PROBLEM STATEMENT:
Carry on the forum thread about hostnames, dnsdomainname and /etc/hosts from the point where it ends.

PAGE:
┄┄┄┄┄┄┄┄┄┄┄┄┄┄┄┄┄┄┄┄

# what are hostnames, dnsdomainname and /etc/hosts

## macnix

Okay, I feel the need to flaunt my n00b status, so here goes...

While I'm starting to feel comfortable with Linux (having begun using it after enjoying the power of the CLI thanks to OS X), I am having a dastardly time figuring out hostnames. 

Now I know how to set them, as there are numerous references scattered about the web, and even a few Gentoo-specific docs here in these fora, but what I don't understand is what to set them to. I've had good luck figuring many other things out, but in this area I usually just follow the instruction without knowing why or how they work.

So could someone please give me a basic rundown of what hostnames are, what they do, and how they relate to domain names (in the sense of ICANN-registered identities).

Here's my specific situation, if you could use my details as examples...

I have a remote VDS server set up, connected to the Internet (using DHCP to get internet access from the host computer).

I will be running:

Apache2, serving multiple domains via virtual name hosting

an IMAP server, servicing these domains

Postfix, to deliver the mail

etc...

My server gets DNS info from my hosting provider. DNS services for my registered domains are provided by ZoneEdit.

Here is what I envision:

Let's give my VDS the name "maddog"

My IP is 299.123.45.67

Hosting the domains (that I have registered): 

example.com

example.net

exampleABC.com

(We can use example.com as the 'main' domain if needed)

So, with my current understanding, my hostname is 'maddog', my dnsdomainname is 'example.com' and my --fqdn is 'maddog.example.com'

How does 'hostname'  'dnsdomainname'  and '/etc/hosts' all play into this (btw, what would I want in /etc/hosts here?)

How does 'www.example.com' play into this? How does 'maddog.example.com' work; i.e. what is it, the true 'name' of my box on the net? 

How does Postfix deal with all this? It asks for $mydomain and $myhostname, but then do I just put 'example.com' and 'maddog' in there and use virtual mail delivery for the other domains?

I don't know, I just can't wrap my head around all this. I get confused with local hostnames, and 'hostnames' out there on the Internet...

Thanks for listening to my craziness, and I appreciate any help!

----------

## smart

hostname per se is the name you give your machine, i.e. maddog. It will be the name of your machine you'll define it like your mother did yours.

You'll put that name in /etc/hostname, and you will not add a trailing CR.

In /etc/dnsdomainname you will put your "main" domainname, which, if you got an "inside" network would be that one. It is the domainname your server usually does "it's own" operations with. If you're mounting NFS shares, a good start would be to use the same one as the NFS server.

In /etc/hosts, you will put your own machines name, you might want to add machines you want the little extra fast name resolutions and maybe you will add such for which you want extra reliability beyond the loss of a DNS server.

Most just go with the own name under the localhost adress

127.0.0.1 maddog.main.com maddog localhost

Every other hostname/FQDN is an alias. If you have, say three NICs in your machine, you will probably have three different IP addresses on them. With different names. For each. On each of these cards, might decide to add virtual addresses. Several. With different names. For each. But you also might just want to add more names. For the same addresses. Several. For each....

You'll simply add these out of your wish. You'll add them in a DNS server, simply having this name resolved to an address that points to one of the adresses that your machine hosts. As many as you like.

┄┄┄┄┄┄┄┄┄┄┄┄┄┄┄┄┄┄┄┄

LISTED ENTRIES:
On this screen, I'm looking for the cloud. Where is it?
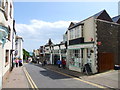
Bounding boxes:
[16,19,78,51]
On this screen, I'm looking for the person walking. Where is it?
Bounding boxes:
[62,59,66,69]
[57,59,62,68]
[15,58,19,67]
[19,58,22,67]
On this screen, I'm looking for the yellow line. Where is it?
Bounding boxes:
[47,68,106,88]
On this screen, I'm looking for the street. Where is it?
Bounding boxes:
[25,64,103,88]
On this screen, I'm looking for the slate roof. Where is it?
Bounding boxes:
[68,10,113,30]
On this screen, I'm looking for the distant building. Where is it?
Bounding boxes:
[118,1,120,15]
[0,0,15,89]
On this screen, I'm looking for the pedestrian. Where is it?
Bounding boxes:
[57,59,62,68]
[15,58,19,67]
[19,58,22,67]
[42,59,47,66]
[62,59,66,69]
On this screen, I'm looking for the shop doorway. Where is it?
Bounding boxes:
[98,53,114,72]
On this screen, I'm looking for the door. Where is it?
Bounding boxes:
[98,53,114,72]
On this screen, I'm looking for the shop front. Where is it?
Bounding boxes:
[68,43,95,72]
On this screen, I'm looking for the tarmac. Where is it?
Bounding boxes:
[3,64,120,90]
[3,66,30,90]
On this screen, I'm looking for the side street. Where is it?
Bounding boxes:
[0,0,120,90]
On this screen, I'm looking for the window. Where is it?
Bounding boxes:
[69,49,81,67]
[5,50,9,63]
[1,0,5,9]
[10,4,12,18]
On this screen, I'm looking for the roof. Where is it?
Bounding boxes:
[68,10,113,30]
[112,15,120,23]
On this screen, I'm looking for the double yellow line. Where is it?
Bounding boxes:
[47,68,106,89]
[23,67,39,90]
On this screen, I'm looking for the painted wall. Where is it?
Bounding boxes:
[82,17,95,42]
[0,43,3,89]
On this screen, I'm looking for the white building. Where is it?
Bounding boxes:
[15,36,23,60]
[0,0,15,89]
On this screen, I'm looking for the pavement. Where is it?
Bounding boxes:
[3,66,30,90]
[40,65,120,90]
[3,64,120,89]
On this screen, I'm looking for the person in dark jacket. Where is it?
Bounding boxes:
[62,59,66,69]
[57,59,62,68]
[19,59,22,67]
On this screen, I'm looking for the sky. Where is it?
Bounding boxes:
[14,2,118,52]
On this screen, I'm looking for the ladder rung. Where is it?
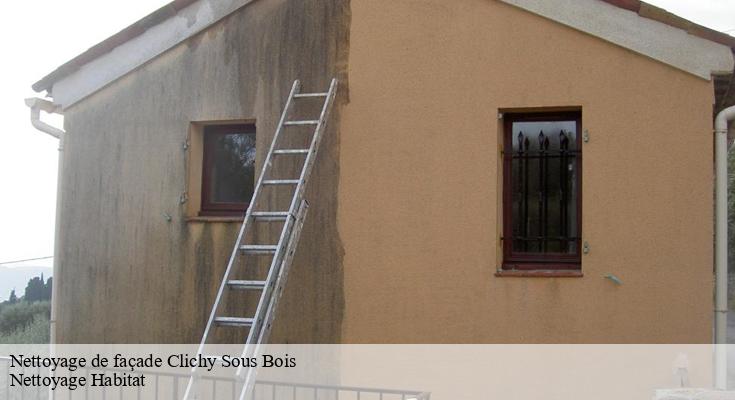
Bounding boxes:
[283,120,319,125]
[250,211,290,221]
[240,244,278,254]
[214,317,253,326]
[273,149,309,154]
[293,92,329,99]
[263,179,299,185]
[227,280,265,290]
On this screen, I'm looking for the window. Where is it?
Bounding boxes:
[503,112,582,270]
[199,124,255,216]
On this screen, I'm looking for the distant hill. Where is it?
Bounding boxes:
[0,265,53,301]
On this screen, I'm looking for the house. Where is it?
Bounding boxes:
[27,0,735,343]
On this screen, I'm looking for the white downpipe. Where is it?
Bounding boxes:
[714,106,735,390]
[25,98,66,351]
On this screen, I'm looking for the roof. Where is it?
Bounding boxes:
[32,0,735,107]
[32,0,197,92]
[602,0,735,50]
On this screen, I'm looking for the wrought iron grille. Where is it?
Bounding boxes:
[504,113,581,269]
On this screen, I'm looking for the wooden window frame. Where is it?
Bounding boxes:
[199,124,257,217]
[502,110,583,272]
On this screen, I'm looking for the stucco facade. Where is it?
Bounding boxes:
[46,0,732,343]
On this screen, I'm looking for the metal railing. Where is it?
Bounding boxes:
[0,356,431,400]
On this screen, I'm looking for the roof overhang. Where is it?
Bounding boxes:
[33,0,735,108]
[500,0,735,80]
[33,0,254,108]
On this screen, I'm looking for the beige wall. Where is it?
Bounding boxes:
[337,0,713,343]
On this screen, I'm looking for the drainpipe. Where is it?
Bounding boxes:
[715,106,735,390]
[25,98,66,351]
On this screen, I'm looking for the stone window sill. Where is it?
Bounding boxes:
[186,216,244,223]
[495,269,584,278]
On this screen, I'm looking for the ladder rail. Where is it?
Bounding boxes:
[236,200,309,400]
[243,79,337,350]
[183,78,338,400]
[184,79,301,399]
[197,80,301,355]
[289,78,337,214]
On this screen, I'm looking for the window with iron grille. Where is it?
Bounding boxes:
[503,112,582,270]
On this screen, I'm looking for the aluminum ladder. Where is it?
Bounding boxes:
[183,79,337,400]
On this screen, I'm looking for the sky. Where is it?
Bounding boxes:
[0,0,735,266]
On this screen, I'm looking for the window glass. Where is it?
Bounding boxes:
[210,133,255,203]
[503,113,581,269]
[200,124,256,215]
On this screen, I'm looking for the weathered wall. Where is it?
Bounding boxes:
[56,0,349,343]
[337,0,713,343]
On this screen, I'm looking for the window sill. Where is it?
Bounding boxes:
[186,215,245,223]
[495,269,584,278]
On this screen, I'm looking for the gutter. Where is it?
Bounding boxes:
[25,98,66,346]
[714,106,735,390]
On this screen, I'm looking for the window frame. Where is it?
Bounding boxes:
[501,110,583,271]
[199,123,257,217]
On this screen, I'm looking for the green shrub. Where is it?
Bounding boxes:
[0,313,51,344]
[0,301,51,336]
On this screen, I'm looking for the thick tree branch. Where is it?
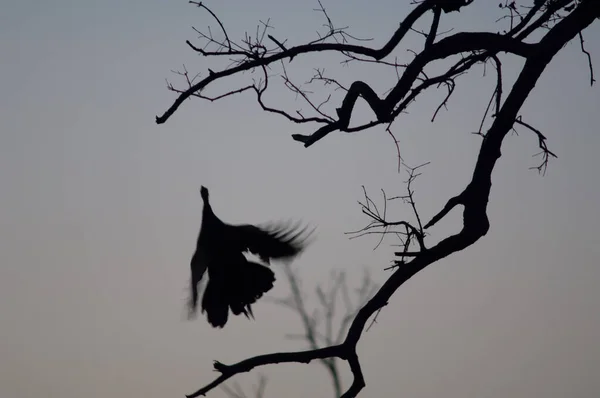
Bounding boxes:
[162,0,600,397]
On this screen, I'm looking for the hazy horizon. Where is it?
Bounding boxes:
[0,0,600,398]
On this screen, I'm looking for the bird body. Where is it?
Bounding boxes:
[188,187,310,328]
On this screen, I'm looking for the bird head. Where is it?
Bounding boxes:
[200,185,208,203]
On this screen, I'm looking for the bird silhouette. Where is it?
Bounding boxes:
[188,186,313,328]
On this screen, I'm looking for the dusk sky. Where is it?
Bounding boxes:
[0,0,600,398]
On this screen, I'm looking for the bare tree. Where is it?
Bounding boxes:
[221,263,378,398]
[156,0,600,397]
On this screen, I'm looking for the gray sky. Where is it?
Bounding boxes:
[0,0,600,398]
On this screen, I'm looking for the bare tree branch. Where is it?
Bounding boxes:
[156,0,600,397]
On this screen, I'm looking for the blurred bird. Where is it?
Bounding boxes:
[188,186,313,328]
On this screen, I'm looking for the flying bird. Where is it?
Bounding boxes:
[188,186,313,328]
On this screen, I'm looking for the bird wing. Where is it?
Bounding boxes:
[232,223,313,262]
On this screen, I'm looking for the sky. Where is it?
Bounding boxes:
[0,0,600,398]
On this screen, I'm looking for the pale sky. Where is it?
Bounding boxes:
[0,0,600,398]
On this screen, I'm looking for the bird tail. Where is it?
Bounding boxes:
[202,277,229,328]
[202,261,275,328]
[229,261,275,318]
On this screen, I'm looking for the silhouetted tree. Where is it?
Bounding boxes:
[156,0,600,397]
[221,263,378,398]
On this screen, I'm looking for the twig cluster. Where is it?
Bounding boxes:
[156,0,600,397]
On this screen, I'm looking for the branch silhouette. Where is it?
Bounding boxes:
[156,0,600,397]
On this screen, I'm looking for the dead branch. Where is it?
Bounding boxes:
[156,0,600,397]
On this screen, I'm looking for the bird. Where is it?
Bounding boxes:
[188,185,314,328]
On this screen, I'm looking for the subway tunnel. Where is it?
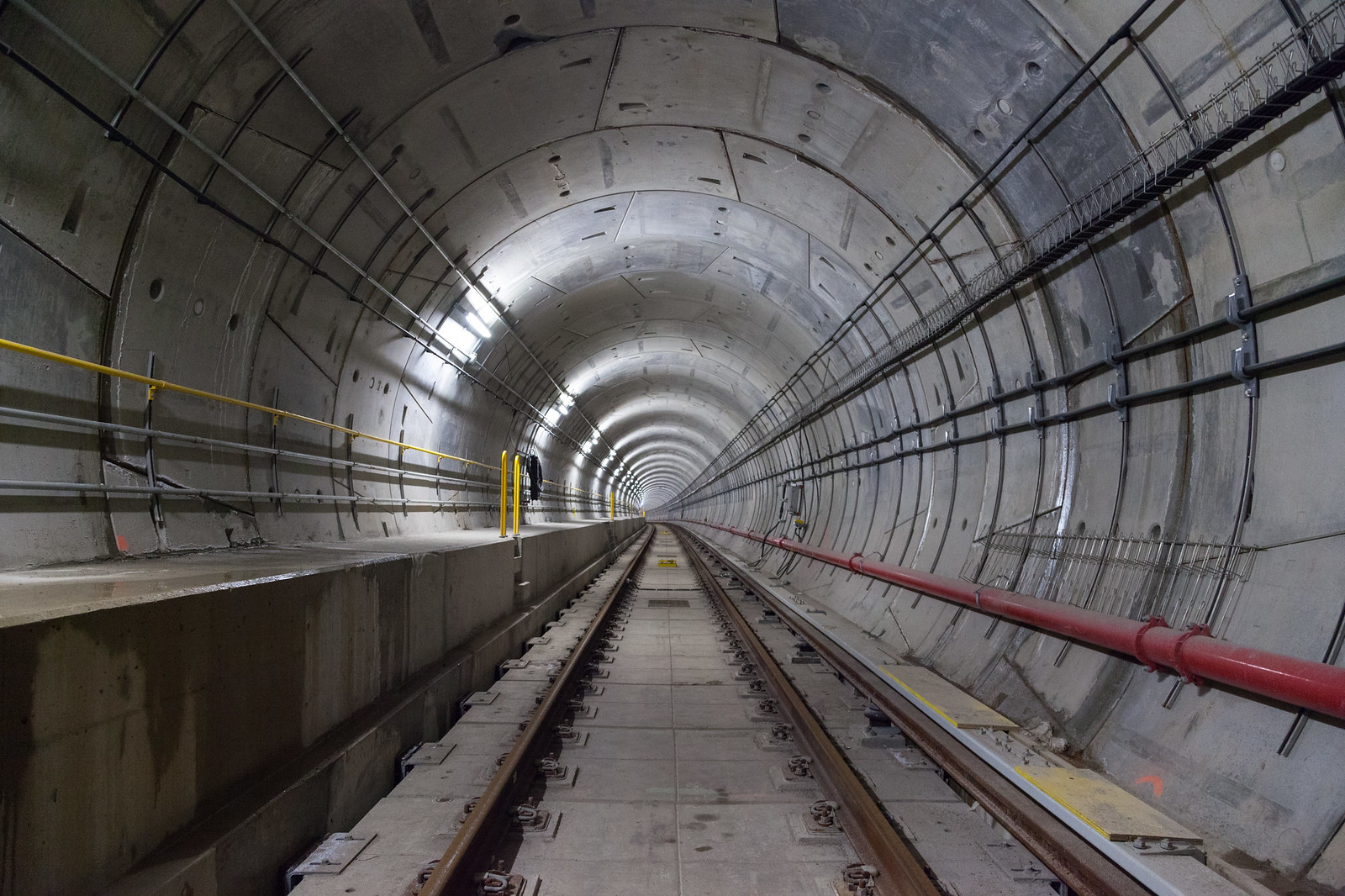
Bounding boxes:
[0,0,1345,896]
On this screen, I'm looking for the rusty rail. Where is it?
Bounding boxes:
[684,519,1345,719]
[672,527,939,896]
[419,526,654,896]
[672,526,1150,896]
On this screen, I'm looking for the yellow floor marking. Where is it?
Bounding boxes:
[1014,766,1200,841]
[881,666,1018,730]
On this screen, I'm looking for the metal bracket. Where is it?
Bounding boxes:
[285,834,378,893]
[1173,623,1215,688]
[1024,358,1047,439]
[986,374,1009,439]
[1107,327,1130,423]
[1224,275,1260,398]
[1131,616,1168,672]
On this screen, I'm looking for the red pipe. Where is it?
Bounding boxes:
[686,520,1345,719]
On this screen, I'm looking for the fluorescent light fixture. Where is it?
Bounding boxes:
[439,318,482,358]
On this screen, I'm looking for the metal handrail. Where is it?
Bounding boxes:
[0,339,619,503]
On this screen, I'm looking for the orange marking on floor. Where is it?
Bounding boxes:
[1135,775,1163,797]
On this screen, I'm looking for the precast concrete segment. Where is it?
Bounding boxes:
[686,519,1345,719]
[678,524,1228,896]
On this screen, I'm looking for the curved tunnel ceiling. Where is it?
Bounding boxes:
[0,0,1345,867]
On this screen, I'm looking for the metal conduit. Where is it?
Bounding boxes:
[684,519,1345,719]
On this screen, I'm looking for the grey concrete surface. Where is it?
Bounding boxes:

┄┄┄┄┄┄┄┄┄┄┄┄┄┄┄┄┄┄┄┄

FINAL RESULT:
Since your descriptions points to a webby, to make them all available as separate entities under one and the same port of your webserver, you'll have to tell that webserver about them as virtual servers.

What other sofwtares want from you in what place... depends on them.

----------

## chrisis

 *macnix wrote:*   

> Okay, I feel the need to flaunt my n00b status, so here goes...
> 
> While I'm starting to feel comfortable with Linux (having begun using it after enjoying the power of the CLI thanks to OS X), I am having a dastardly time figuring out hostnames. 
> 
> Now I know how to set them, as there are numerous references scattered about the web, and even a few Gentoo-specific docs here in these fora, but what I don't understand is what to set them to. I've had good luck figuring many other things out, but in this area I usually just follow the instruction without knowing why or how they work.
> ...

 

OK, let's deal with that first.

As mentioned, the "hostname" is just a friendly name you give your computer.  In your case u've chosen "maddog" which is just fine.  Other computers on your network will have different hostnames.

For example, on my network I have four computers:

1. b3ast (my desktop)

2. beauty (my wife's desktop)

3. b0x (my server)

4. cmsm00th (my firewall)

They all have a single dnsdomainname -- example.com (of course its not that but ya get my meaning).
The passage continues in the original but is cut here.